▶ **Written request**
Write out every line of the entries below word for word, leaving out the pictures.

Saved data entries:
++++++++++++++++++++

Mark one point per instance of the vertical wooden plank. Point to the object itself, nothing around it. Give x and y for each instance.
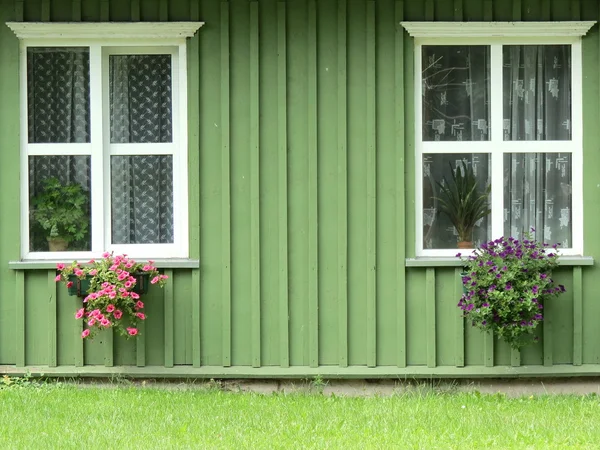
(196, 332)
(140, 344)
(52, 319)
(547, 336)
(225, 187)
(169, 330)
(460, 322)
(76, 10)
(135, 10)
(546, 10)
(109, 347)
(104, 10)
(575, 10)
(19, 10)
(488, 349)
(255, 184)
(400, 201)
(282, 181)
(577, 316)
(430, 316)
(371, 167)
(45, 11)
(488, 11)
(515, 357)
(458, 10)
(342, 186)
(429, 12)
(517, 10)
(20, 317)
(313, 260)
(163, 10)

++++++++++++++++++++

▶ **Answer to the task**
Mark one point per instance of the vertical wooden plank. Point to the object itself, nothing around it. Give x and y for each instance.
(196, 332)
(140, 344)
(52, 319)
(547, 336)
(225, 187)
(169, 330)
(460, 322)
(76, 10)
(135, 10)
(546, 10)
(109, 347)
(104, 10)
(575, 10)
(19, 10)
(488, 349)
(255, 184)
(400, 201)
(282, 181)
(577, 316)
(430, 316)
(371, 167)
(45, 11)
(488, 11)
(515, 357)
(458, 10)
(342, 186)
(429, 12)
(517, 10)
(20, 317)
(313, 260)
(163, 10)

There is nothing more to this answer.